Task brief:
Count how many lines in the records below contain the string "leather", matching case exactly, and give only that number.

Data for processing:
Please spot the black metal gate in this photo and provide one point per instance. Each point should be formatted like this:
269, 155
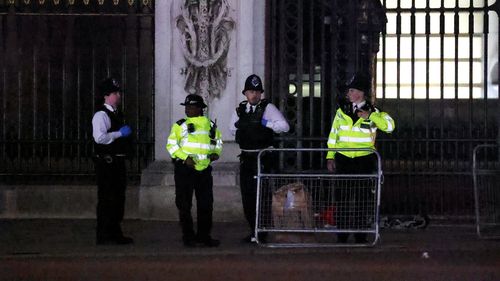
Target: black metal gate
434, 74
54, 53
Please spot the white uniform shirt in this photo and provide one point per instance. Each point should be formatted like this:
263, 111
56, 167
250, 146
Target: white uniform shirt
275, 120
100, 126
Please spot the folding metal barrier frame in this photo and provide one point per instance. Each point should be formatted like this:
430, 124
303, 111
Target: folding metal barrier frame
486, 173
310, 208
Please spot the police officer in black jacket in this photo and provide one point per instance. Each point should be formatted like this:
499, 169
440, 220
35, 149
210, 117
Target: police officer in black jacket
254, 123
111, 143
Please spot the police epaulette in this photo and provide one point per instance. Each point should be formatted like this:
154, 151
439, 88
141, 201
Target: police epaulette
181, 121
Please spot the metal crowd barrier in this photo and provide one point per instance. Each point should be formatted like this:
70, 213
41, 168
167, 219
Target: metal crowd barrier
309, 208
486, 174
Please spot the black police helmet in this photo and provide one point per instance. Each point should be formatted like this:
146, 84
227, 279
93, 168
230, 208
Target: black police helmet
108, 86
253, 82
360, 81
193, 99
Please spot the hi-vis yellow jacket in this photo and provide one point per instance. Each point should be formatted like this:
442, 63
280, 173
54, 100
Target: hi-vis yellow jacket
192, 137
362, 134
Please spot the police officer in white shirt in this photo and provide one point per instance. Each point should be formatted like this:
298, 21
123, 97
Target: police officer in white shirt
111, 143
254, 123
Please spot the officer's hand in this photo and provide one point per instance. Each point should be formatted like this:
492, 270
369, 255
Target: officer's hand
125, 131
189, 162
330, 164
363, 114
213, 157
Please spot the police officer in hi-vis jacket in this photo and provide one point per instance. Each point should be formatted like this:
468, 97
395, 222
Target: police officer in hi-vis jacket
194, 143
355, 126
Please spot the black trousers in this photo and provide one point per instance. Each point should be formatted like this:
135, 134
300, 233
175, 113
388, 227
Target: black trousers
188, 180
355, 195
248, 184
111, 185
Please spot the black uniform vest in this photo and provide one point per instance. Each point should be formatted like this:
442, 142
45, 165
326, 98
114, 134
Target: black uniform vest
250, 133
118, 146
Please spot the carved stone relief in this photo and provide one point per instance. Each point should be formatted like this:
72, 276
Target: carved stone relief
205, 28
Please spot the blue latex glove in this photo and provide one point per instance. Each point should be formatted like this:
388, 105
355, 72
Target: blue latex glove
125, 131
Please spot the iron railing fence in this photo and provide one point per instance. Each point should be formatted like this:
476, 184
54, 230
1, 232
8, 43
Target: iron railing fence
436, 75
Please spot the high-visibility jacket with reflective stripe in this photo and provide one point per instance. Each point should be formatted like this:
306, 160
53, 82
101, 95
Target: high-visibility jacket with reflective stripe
362, 134
195, 142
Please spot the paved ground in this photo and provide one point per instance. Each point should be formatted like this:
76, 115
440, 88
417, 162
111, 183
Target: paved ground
65, 250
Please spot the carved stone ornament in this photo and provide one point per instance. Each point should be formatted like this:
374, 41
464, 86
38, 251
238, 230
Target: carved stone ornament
205, 29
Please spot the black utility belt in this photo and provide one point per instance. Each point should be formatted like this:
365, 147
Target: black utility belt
108, 158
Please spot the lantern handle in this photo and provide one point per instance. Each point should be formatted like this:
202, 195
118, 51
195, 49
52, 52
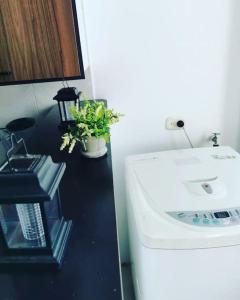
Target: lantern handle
14, 145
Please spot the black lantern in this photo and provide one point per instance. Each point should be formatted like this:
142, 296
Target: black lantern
66, 98
33, 231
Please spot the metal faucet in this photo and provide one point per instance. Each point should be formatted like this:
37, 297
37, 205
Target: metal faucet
214, 139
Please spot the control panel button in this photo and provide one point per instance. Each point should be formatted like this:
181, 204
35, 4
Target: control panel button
216, 221
206, 221
181, 215
196, 220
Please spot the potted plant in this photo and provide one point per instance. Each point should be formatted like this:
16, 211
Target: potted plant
91, 128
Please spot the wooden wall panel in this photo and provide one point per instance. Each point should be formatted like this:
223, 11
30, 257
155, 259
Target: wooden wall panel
40, 39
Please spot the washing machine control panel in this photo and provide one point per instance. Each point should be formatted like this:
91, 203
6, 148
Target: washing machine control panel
228, 217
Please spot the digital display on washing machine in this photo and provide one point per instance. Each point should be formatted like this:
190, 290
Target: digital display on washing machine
221, 214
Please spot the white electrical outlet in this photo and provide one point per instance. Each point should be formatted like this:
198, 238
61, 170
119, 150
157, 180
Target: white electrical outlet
171, 123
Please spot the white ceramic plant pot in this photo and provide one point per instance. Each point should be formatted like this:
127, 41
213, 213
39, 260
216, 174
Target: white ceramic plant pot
94, 147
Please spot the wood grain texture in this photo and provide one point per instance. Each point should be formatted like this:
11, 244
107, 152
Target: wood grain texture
40, 39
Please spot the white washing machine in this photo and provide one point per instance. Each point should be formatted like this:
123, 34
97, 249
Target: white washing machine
184, 224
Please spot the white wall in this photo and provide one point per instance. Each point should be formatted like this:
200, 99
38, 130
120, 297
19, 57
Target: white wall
157, 58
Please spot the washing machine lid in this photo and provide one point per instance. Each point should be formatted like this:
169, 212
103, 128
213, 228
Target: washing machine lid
191, 179
189, 182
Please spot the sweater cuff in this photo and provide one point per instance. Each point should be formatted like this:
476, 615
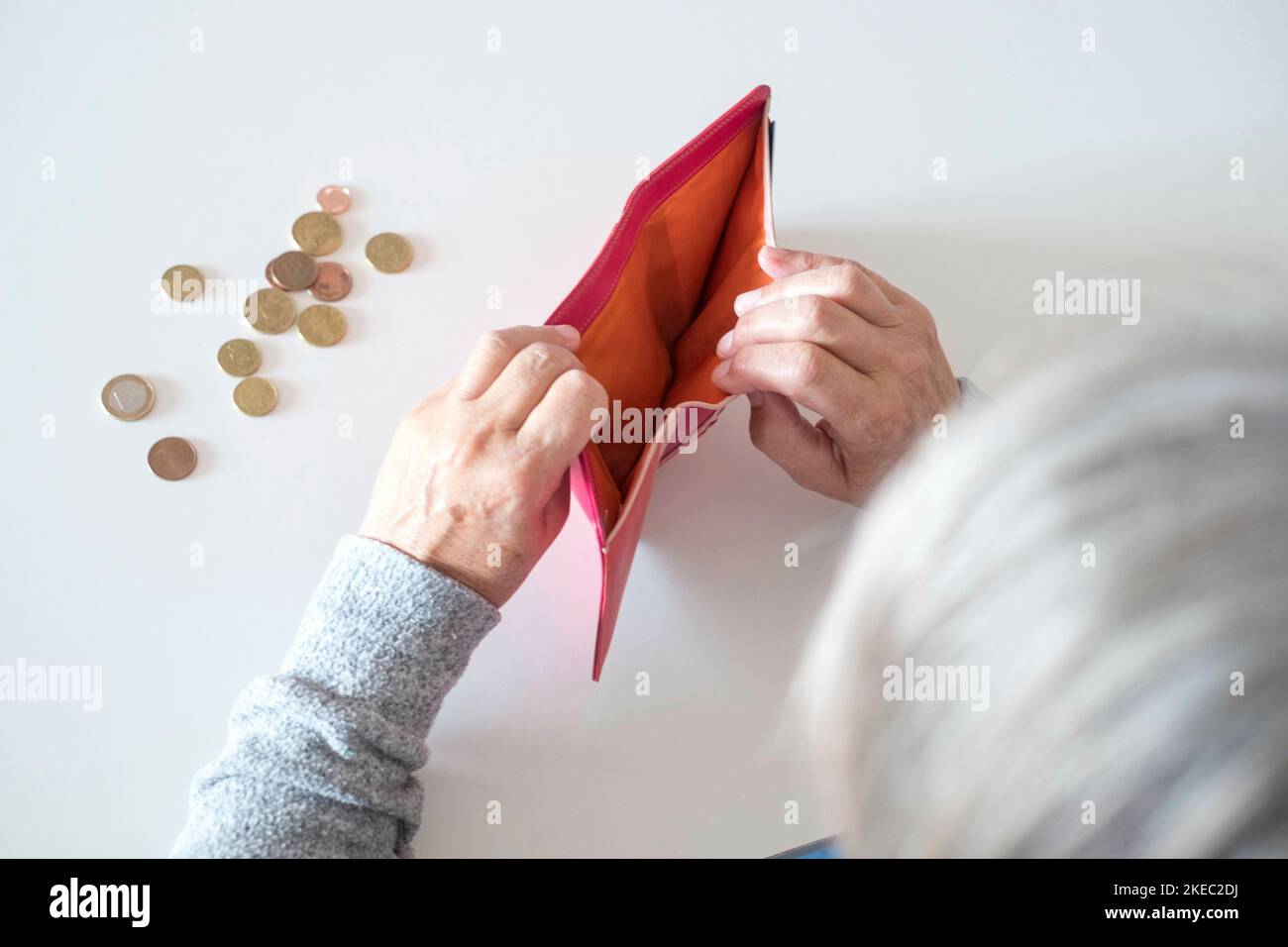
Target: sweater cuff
387, 631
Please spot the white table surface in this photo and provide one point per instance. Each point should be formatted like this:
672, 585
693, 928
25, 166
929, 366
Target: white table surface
506, 169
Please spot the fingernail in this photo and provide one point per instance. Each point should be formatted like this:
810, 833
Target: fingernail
725, 346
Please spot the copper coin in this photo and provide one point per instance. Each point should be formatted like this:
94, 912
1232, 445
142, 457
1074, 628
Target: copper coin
334, 198
172, 458
292, 270
333, 283
268, 274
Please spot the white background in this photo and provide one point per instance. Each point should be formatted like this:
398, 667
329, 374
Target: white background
506, 170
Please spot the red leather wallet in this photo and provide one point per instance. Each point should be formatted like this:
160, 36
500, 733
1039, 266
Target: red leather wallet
651, 309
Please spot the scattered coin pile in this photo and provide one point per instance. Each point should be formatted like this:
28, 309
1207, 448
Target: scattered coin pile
269, 311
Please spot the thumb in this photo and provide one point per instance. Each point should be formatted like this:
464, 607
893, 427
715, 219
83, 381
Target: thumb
780, 262
778, 431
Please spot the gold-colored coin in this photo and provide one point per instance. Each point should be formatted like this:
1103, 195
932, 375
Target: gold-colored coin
128, 397
321, 325
269, 311
183, 282
240, 357
256, 397
172, 458
317, 234
389, 253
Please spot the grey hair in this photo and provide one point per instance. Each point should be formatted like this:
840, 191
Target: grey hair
1116, 723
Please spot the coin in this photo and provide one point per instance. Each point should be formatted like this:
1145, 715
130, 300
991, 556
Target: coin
268, 274
239, 357
171, 458
269, 311
256, 397
334, 198
321, 325
389, 253
128, 397
333, 283
292, 270
183, 282
317, 234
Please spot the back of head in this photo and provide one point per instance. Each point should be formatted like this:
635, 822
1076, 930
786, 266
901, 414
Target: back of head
1063, 628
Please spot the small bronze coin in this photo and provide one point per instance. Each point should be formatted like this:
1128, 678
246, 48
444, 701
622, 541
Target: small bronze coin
269, 311
128, 397
321, 325
389, 253
172, 458
334, 198
268, 274
292, 270
333, 283
256, 397
240, 357
317, 234
183, 282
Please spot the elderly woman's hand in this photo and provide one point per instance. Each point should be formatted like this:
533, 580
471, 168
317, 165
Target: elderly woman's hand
476, 482
841, 341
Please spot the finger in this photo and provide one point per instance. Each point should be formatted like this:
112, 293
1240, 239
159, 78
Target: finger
803, 371
805, 453
524, 381
844, 282
497, 348
778, 263
809, 318
561, 425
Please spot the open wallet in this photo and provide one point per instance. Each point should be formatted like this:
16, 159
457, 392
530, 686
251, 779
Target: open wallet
652, 308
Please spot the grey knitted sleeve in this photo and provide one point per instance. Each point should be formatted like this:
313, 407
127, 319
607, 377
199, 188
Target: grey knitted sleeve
320, 757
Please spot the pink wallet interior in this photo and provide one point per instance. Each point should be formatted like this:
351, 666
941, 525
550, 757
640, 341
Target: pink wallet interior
651, 309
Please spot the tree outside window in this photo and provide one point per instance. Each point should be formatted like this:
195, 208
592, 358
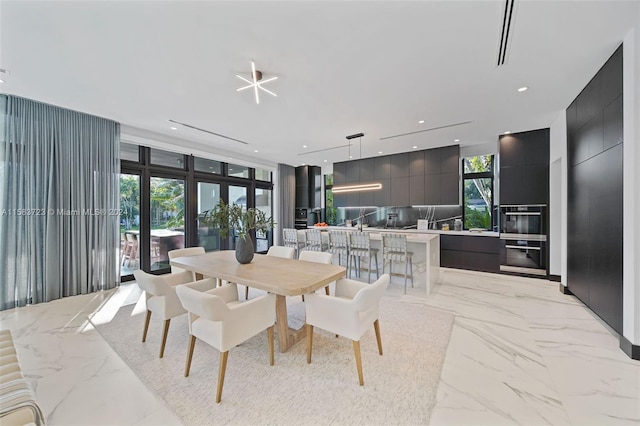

Written response:
2